Provided text:
------------------------------------------------------------

Tucked away in a corner of Kew Gardens inside the Temple of Arethusa is the war memorial of the Royal Botanic Gardens Kew. On it are listed 37 names of the Kew gardeners killed in the First World War. It was designed by Sir Robert Lorimer in 1921. The memorial was erected at Kew in 1921.
Access and transport
Kew Gardens is accessible by a number of gates. Currently, there are four gates into Kew Gardens that are open to the public: the Elizabeth Gate, which is situated at the west end of Kew Green, and was originally called the Main Gate before being renamed in 2012 to commemorate the Diamond Jubilee of Elizabeth II; the Brentford Gate, which faces the River Thames; the Victoria Gate (named after Queen Victoria), situated in Kew Road, which is also the location of the Visitors' Centre; and the Lion Gate, also situated in Kew Road.
Kew Gardens station, a London Underground and National Rail station opened in 1869 and served by both the District line and the London Overground services on the North London Line, is the nearest train station to the gardens.
London Buses stop near the Lion Gate and Victoria Gate entrances. London River Services operate from Westminster during the summer, stopping at Kew Pier. Cycle racks are located just inside the Victoria Gate, Elizabeth Gate and Brentford Gate entrances. There is a 300-space car park outside Brentford Gate, reached via Ferry Lane, as well as some free, though restricted, on-street parking on Kew Road.

------------------------------------------------------------

Data section:
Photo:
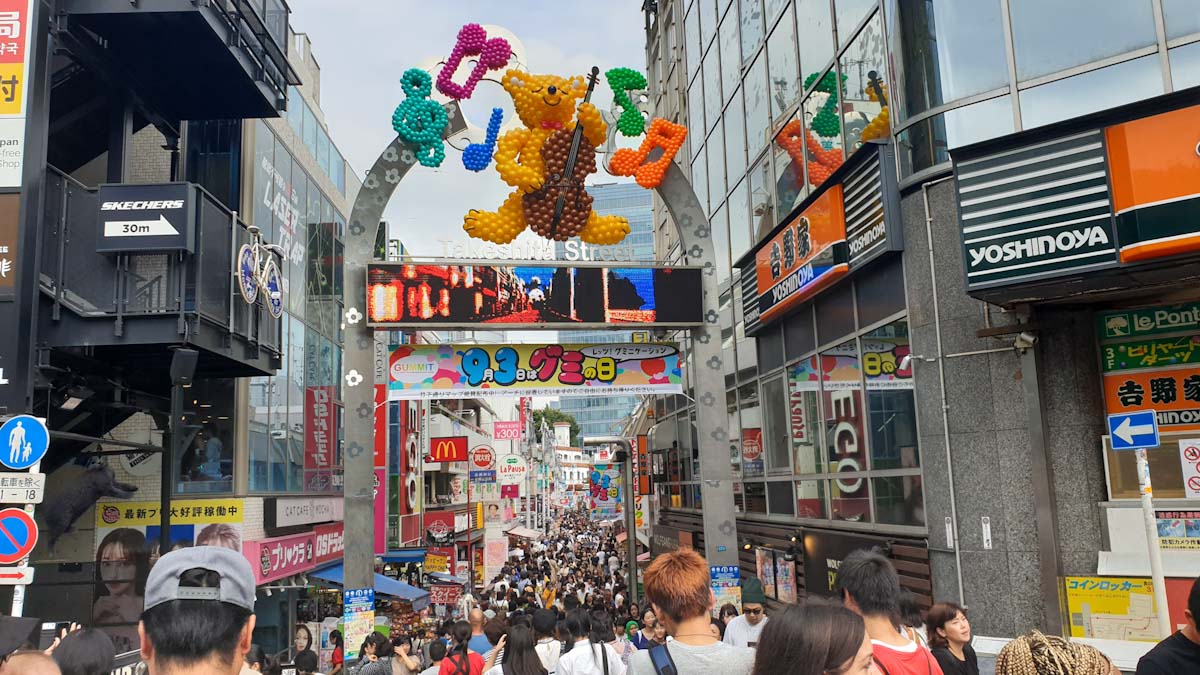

------------------------------------------------------------

Task instructions: Change "District line" to "Piccadilly line" in the Kew Gardens text, rewriting it from "Kew Gardens station, a" through "to the gardens.". The data have no connection to the Kew Gardens text.

Result of this exercise:
Kew Gardens station, a London Underground and National Rail station opened in 1869 and served by both the Piccadilly line and the London Overground services on the North London Line, is the nearest train station to the gardens.